**What this task involves:** Would you reproduce every line of the material exactly?

**Material supplied:**
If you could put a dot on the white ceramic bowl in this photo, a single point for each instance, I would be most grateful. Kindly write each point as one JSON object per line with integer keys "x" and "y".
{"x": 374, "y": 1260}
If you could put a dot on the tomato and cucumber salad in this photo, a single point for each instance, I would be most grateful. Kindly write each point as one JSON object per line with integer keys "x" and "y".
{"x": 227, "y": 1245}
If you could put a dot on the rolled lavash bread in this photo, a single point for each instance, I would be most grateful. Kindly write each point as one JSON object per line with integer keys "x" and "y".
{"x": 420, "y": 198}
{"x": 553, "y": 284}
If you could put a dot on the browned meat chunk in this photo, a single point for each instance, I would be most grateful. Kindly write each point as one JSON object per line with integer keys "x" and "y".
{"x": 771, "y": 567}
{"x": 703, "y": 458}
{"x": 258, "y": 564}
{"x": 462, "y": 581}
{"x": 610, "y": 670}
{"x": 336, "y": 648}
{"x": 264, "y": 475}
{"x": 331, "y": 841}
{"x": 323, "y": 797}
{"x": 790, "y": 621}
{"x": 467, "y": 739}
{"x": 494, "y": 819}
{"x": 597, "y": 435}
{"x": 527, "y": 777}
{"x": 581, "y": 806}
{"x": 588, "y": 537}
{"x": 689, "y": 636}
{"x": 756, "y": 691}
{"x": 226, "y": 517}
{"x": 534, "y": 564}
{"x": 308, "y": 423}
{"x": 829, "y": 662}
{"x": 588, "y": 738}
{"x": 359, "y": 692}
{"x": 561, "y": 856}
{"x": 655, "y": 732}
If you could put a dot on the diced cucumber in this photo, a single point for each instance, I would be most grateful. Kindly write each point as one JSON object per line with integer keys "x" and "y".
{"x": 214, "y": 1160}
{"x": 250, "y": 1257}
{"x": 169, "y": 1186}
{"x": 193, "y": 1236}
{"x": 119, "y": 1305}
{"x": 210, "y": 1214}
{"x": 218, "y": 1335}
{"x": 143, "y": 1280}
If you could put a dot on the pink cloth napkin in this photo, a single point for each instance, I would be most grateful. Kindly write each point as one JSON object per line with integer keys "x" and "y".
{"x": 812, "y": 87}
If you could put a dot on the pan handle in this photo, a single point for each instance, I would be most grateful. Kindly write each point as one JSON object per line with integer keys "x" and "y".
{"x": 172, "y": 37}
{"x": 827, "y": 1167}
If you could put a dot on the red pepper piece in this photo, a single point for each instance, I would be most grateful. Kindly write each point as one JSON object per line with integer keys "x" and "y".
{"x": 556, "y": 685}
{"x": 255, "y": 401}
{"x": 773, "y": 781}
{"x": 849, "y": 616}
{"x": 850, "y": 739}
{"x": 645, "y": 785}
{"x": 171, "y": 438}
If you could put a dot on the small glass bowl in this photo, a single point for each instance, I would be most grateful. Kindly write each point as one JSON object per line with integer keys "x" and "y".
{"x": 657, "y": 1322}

**Output below:**
If you could put a dot on the white ceramic bowl in this photo, a single point for each instance, I would be most grateful. Kindly write each point as one JSON object per line with integer keys "x" and "y".
{"x": 374, "y": 1260}
If you could put a dot on the tomato and cucumber salad in this photo, a single point for each instance, I would be most grateful. Kindly write each point as one JSON object per line with integer keys "x" and "y".
{"x": 227, "y": 1245}
If you could put a dot on the rolled lavash bread in this photo, a single point for each instance, I would be most grateful. Kindly write each point as one JSON object per line with integer keys "x" and "y".
{"x": 420, "y": 198}
{"x": 553, "y": 284}
If you could put a dot on the browned meat chunk in this photo, a single point for each instance, I would be most grateful. Kindly write each point as one JSON object per line with integer keys "x" and "y".
{"x": 771, "y": 567}
{"x": 703, "y": 458}
{"x": 258, "y": 564}
{"x": 462, "y": 581}
{"x": 610, "y": 670}
{"x": 336, "y": 648}
{"x": 264, "y": 475}
{"x": 331, "y": 841}
{"x": 323, "y": 797}
{"x": 790, "y": 621}
{"x": 467, "y": 739}
{"x": 494, "y": 819}
{"x": 597, "y": 435}
{"x": 527, "y": 777}
{"x": 581, "y": 806}
{"x": 588, "y": 537}
{"x": 689, "y": 636}
{"x": 756, "y": 691}
{"x": 226, "y": 517}
{"x": 534, "y": 564}
{"x": 308, "y": 423}
{"x": 829, "y": 662}
{"x": 588, "y": 738}
{"x": 359, "y": 692}
{"x": 561, "y": 856}
{"x": 655, "y": 732}
If you could put a dot on the diced cucumber in this photo, a single point for each instance, I would be most grateful. Kindly write each point as one JSON object per line with integer keys "x" and "y".
{"x": 214, "y": 1160}
{"x": 250, "y": 1257}
{"x": 169, "y": 1186}
{"x": 193, "y": 1236}
{"x": 119, "y": 1305}
{"x": 210, "y": 1214}
{"x": 218, "y": 1335}
{"x": 143, "y": 1280}
If you could put a dot on the pink cloth napkin in this photo, a single point for each instance, I would be most grateful. Kindly write each point as one JSON object per line with integer keys "x" and "y".
{"x": 812, "y": 87}
If you could put a dot on the pan handle in this photo, a single point for each instance, I would be most grateful. Kindly write each point as one JSON object per line with integer keys "x" and "y".
{"x": 172, "y": 37}
{"x": 827, "y": 1167}
If you could put a dot on the red pepper piece in this photo, a single point for each instance, I would be most grateful. Kindly write each point as one JSON object per line with integer keys "x" and "y".
{"x": 556, "y": 685}
{"x": 255, "y": 401}
{"x": 773, "y": 781}
{"x": 849, "y": 616}
{"x": 850, "y": 739}
{"x": 645, "y": 785}
{"x": 171, "y": 438}
If you could put a dot on the small glass bowl in this photo, a single point for each instance, I would be most grateful. Kindly write each point as one JSON object per line with integer keys "x" and "y".
{"x": 657, "y": 1322}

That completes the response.